All of the records must be repeated exactly as they read.

[Data entries]
Content starts

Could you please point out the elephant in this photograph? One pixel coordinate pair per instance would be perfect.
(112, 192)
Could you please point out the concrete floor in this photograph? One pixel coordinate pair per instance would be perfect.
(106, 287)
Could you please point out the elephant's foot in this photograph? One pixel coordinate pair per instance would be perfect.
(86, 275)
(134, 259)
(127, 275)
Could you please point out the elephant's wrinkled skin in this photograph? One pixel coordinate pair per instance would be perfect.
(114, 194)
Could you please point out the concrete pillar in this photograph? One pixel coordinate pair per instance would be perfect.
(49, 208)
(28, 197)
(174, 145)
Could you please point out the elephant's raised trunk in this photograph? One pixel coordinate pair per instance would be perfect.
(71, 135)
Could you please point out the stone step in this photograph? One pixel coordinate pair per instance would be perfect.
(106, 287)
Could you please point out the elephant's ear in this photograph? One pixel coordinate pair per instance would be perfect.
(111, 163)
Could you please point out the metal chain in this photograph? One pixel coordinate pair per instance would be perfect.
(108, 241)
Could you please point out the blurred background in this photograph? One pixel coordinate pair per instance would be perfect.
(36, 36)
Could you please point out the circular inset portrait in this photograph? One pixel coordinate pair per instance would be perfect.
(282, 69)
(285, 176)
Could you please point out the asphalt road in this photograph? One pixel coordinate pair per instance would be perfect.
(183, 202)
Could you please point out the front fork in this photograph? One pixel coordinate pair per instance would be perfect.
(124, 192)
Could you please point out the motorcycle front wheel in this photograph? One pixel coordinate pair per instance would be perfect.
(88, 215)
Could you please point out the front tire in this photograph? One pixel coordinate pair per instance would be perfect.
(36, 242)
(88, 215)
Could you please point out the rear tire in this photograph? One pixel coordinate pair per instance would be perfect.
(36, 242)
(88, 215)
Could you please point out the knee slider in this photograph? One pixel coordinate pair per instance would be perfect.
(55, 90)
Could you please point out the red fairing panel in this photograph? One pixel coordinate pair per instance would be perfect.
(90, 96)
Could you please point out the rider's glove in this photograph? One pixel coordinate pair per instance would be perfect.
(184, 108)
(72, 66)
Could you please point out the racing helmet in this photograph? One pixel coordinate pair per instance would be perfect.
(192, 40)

Content ends

### Response below
Could you please point out the elephant in this photograph? One pixel coordinate pair per instance would be perfect.
(112, 192)
Could you please point out the concrete floor in this photograph? One pixel coordinate pair per instance would be perfect.
(106, 287)
Could you please point out the elephant's foot in this photograph? One pixel coordinate pair per instance would be perfect.
(86, 275)
(134, 259)
(127, 275)
Could you please point out the elephant's wrinkled skin in this photograph? One pixel coordinate pair per instance would be perfect.
(114, 194)
Could you please point out the concrete pillar in this photograph? One pixel coordinate pair per instance would be perfect.
(49, 208)
(28, 197)
(174, 145)
Could you please point out the elephant's raised trunk in this photograph? One pixel coordinate pair per instance would be perfect.
(71, 135)
Could you please point out the stone step in this photograph? One pixel coordinate pair per instance would be perfect.
(106, 287)
Could you please point out the elephant's ear in this photograph? One pixel coordinate pair per instance would be perfect.
(111, 163)
Could you please point out the metal chain in this photograph? One pixel coordinate pair per instance would be perfect.
(108, 241)
Could you please point out the blurred background in this photograph? One pixel coordinate pair per instance would be perfect.
(36, 36)
Could you please point out the circular inset portrait in this photograph? One pixel coordinate pair per instance would be perfect.
(282, 69)
(285, 176)
Could you please point out the asphalt road in this photograph? One pixel coordinate pair per instance would be perfect.
(183, 202)
Could you please point out the front fork in this photograph? One pixel coordinate pair per instance would be perfect.
(124, 192)
Could you please point out the motorcycle front wheel in this photograph? One pixel coordinate pair per instance would be perfect.
(88, 215)
Could you please point out the front tire in this photograph? One pixel coordinate pair per instance would be perfect.
(36, 242)
(88, 215)
Could you please point out the rear tire in this photograph? One pixel coordinate pair per instance would be perfect.
(36, 242)
(88, 215)
Could you please point out the knee slider in this photograph? One pixel coordinate pair per instance would be perfect.
(55, 90)
Could you please point out the red fairing panel in this photograph? One pixel coordinate pair per instance would be perfect.
(90, 96)
Could you please point out the rider's glove in this photograph? One pixel coordinate pair per instance would be perfect.
(184, 108)
(72, 66)
Could you please point out the racing helmet in this photograph? One pixel coordinate pair per instance would be perfect.
(192, 40)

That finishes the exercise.